:: Estratto ::

I primi a non credere che Gennaro De Stefano fosse uno spacciatore e tantomeno un cocainomane furono i suoi colleghi di Visto, che gli fecero arrivare un telegramma con poche, ma chiarissime parole: “Non ci crediamo”.
Ho avuto la fortuna di conoscere Gennaro e di lavorarci insieme, imparando da lui molte cose. Ma una volta ho fatto l’errore di chiamarlo “Maestro” in un blog e lui mi redarguì: “Cancella quel coso, io non sono maestro manco di me stesso!”.

La prima volta che lo avevo incontrato era arrivato a Bari inviato da Oggi per un servizio sulla vendita di Antonio Cassano dal Bari alla Roma per una cifra record. Con lui e Paolo Altamura, il fotografo col quale avrei poi condiviso giornate intere di lavoro e col quale saremmo diventati amici fraterni, cominciammo la “caccia” a Cassano. Il genio di Bari vecchia era blindato dagli amici, era difficile avvicinarlo, per cui cominciammo i nostri giri, fino a scoprire la zona in cui il presidente del Bari Matarrese aveva dato una casa alla mamma del calciatore. La intercettammo per strada, il giorno dopo ci alzammo di mattina presto per andare a parlare col padre naturale del calciatore, addetto alla raccolta dei rifiuti nella zona del carcere di Bari. Riuscimmo a portare a casa il servizio (o meglio, Gennaro riuscì a portare a casa il servizio) e ricordo ancora lui al telefono che parlava con la segreteria di redazione dicendo che in coda all’articolo pretendeva anche il mio nome.

Quando Pino Aprile lasciò Oggi per passare a Gente, Gennaro lo seguì. Ogni tanto ci sentivamo via mail e una sera mi disse che era in Puglia per lavoro e mi diede appuntamento per una cena a base di pesce (lui lo adorava) a Bari vecchia. Mi disse per la prima volta della sua malattia, che allora non aveva ancora raggiunto l’aggressività che qualche anno dopo l’avrebbe ucciso. Cominciai così a collaborare con Gente, mandavo a Gennaro le proposte, lui le valutava. Senza sconti. Quando mi faceva i cazziatoni via mail per una proposta che non aveva senso, a me sembrava di sentire la sua voce, con il suo accento misto napoletano-abruzzese. Così come quando un attacco non lo convinceva: “Nelle prime cinque righe devi dire il fatto! Mo lo riscrivi.”.

:: Istruzioni di lavoro ::
1. Elenca tutte le persone che l'estratto indica per nome o per cognome.
2. Nell'estratto, di che cosa si occupava il padre naturale di Cassano?
Il materiale non serve per rispondere.

:: Dati da esaminare ::
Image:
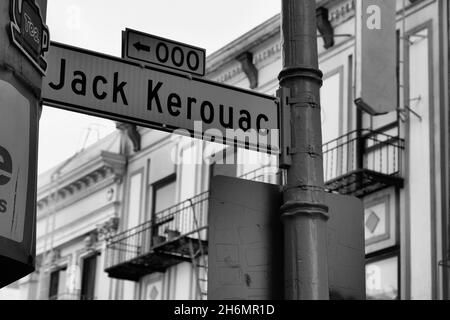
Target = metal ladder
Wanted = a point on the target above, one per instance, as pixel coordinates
(199, 259)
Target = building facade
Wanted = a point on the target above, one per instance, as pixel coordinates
(127, 217)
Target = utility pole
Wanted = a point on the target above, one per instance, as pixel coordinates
(304, 214)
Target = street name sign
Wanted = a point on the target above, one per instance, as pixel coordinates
(146, 48)
(89, 82)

:: Risultati delle consegne ::
1. Gennaro De Stefano, Antonio Cassano, Paolo Altamura, Matarrese, Pino Aprile

2. Era addetto alla raccolta dei rifiuti nella zona del carcere di Bari.